Lay out everything from the line containing "Target: man wearing sunglasses" down to the end of the listing below as a JSON list of strings, one string per line, leaving out blank lines.

==================================================

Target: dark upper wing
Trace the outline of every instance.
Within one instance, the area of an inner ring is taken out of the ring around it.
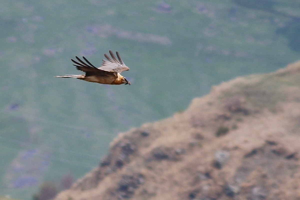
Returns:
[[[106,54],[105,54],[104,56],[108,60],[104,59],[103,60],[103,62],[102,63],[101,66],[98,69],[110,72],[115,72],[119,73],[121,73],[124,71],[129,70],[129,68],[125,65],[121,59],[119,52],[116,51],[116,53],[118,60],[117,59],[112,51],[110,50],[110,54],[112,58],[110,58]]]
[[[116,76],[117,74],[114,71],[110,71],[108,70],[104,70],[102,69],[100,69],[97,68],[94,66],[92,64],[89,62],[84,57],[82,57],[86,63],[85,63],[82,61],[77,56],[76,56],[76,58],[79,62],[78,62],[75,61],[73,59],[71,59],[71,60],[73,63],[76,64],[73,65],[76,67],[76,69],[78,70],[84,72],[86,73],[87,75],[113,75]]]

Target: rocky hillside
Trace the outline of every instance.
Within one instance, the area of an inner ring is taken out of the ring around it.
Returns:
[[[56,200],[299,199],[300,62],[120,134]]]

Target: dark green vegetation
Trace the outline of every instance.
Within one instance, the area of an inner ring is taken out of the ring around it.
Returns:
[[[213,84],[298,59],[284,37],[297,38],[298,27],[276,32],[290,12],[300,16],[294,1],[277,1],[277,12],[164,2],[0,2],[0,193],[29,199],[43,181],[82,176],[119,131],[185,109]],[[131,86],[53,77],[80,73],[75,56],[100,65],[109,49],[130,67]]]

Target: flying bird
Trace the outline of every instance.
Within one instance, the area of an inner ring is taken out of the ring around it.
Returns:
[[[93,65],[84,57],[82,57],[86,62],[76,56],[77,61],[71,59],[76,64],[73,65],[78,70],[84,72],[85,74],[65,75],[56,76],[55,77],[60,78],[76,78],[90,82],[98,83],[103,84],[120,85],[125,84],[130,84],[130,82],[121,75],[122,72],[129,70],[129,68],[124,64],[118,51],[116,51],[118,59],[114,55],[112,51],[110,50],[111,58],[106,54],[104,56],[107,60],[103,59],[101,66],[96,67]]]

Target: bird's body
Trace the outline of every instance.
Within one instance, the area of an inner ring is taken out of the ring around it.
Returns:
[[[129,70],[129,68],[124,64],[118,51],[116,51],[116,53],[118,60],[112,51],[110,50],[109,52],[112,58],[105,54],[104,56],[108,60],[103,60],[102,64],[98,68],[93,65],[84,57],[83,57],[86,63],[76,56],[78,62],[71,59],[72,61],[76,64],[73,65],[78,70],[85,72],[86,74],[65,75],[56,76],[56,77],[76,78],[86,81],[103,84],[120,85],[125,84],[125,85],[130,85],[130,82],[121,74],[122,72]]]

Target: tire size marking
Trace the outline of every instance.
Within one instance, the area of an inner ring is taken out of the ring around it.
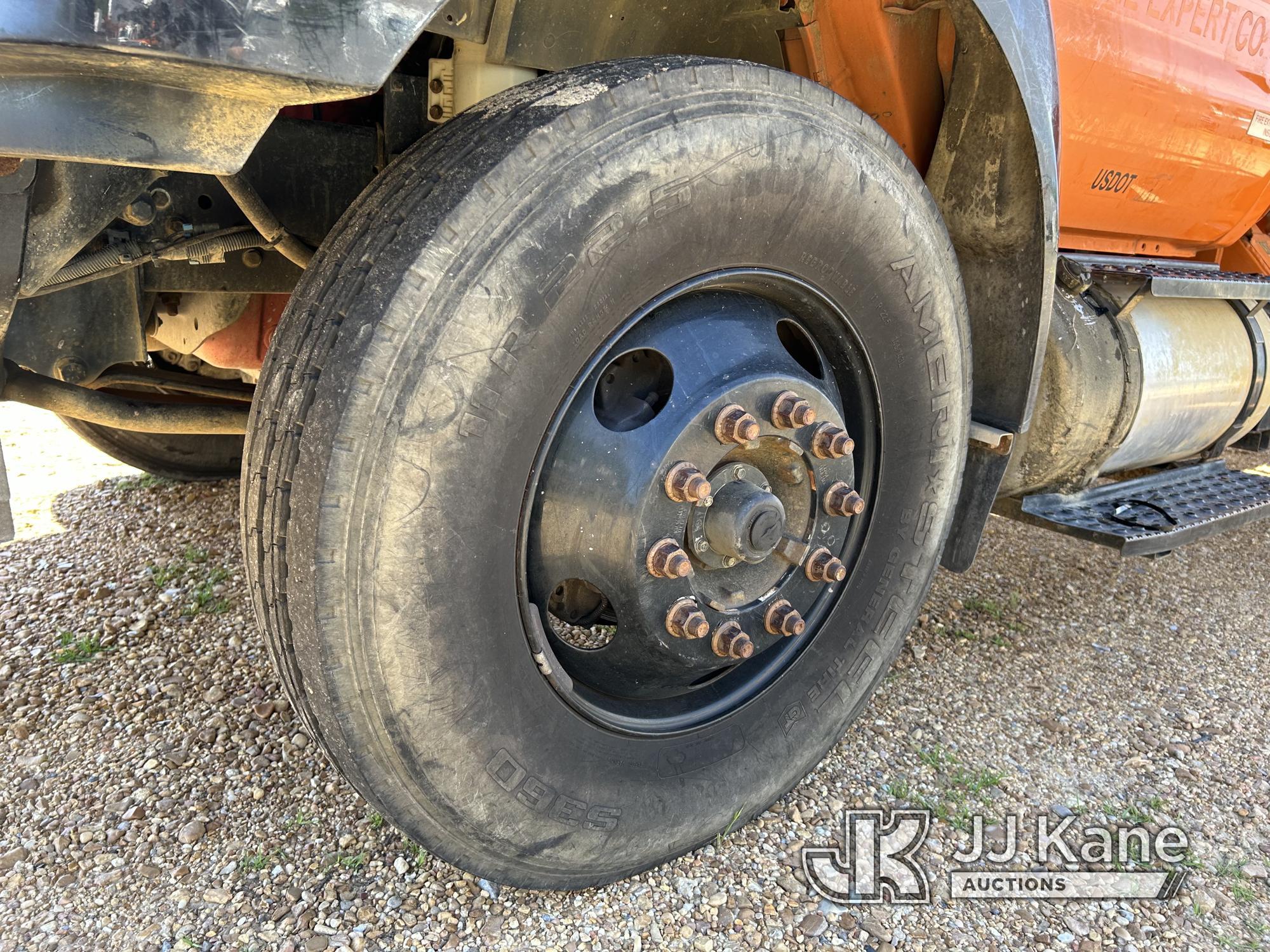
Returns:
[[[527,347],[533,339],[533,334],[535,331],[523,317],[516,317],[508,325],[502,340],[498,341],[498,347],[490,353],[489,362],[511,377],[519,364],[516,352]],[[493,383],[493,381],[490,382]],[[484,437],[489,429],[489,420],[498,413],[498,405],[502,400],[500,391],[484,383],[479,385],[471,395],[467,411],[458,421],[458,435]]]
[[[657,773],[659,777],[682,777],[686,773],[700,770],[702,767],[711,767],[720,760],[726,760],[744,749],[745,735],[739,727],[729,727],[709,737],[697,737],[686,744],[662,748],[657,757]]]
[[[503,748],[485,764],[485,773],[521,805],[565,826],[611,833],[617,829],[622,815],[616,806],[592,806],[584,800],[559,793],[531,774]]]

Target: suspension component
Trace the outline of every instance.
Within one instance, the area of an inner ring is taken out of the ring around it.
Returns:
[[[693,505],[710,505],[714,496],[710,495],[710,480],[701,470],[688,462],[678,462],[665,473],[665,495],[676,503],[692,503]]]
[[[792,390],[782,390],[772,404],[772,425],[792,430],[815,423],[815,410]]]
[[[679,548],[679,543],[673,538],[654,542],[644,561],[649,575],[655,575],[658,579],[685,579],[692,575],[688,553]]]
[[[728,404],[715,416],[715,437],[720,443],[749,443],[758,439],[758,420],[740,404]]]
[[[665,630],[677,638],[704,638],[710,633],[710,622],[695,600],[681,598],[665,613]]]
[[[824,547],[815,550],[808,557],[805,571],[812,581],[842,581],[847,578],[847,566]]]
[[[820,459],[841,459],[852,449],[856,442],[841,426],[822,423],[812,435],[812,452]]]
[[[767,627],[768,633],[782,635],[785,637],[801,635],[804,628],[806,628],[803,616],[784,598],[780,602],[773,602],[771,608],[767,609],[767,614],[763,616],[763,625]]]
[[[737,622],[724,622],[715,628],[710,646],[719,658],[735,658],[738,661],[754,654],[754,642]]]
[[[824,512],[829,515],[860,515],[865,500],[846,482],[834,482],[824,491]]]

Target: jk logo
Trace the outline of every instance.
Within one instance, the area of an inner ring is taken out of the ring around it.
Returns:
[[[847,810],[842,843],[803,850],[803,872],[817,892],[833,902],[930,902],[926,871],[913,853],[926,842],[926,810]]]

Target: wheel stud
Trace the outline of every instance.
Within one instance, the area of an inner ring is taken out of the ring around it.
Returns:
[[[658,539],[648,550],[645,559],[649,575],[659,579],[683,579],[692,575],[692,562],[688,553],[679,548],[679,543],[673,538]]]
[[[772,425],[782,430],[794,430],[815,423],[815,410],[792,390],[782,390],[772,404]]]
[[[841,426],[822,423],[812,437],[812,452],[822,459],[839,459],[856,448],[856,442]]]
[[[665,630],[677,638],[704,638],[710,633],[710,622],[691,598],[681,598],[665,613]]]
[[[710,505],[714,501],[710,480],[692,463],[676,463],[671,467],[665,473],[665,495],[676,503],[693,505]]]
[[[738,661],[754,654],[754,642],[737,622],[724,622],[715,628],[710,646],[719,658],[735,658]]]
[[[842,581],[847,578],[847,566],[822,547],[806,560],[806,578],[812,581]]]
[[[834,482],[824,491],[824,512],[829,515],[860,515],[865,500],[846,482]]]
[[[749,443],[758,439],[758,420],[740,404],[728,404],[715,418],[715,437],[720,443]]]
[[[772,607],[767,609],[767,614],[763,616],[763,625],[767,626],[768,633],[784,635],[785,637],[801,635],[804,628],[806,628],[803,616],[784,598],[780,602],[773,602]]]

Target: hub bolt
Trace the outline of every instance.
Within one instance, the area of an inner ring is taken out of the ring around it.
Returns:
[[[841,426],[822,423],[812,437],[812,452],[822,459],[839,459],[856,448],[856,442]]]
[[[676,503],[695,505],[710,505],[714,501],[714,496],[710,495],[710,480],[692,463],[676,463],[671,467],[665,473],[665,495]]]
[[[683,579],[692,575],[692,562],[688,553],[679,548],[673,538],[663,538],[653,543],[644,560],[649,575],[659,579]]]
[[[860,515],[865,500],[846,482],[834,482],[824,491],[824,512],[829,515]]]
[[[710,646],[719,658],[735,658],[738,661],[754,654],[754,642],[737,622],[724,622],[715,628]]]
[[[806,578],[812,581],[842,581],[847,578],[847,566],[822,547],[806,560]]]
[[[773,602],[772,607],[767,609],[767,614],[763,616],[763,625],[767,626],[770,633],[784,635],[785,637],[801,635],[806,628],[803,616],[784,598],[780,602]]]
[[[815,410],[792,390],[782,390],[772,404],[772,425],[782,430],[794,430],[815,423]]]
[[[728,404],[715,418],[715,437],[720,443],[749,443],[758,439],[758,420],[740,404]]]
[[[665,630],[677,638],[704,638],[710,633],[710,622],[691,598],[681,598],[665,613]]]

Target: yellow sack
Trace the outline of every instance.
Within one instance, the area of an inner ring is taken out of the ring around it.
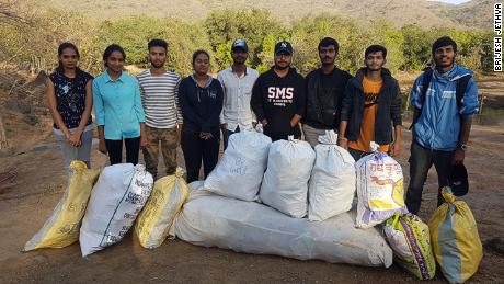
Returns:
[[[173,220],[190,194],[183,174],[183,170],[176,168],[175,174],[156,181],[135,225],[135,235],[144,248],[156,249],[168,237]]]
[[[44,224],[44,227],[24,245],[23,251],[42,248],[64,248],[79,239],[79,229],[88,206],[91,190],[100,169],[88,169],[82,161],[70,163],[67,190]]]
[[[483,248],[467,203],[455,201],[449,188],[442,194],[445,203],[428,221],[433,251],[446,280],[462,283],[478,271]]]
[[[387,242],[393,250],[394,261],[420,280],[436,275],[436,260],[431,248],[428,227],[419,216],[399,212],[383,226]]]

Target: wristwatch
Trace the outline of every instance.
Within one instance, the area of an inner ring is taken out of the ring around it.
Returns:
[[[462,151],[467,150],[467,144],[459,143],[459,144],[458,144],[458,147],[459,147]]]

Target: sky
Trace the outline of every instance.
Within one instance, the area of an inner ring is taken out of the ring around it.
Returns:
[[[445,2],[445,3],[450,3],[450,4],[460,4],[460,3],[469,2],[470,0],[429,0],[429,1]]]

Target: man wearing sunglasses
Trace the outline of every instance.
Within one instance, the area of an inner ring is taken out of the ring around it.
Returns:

==================================================

▸ COMPLETED TASK:
[
  "Target: man wearing sunglasses",
  "Trace the outline of every instance.",
  "Within one instance, the area of an inner ring is taken out of the ring around it.",
  "Returns:"
]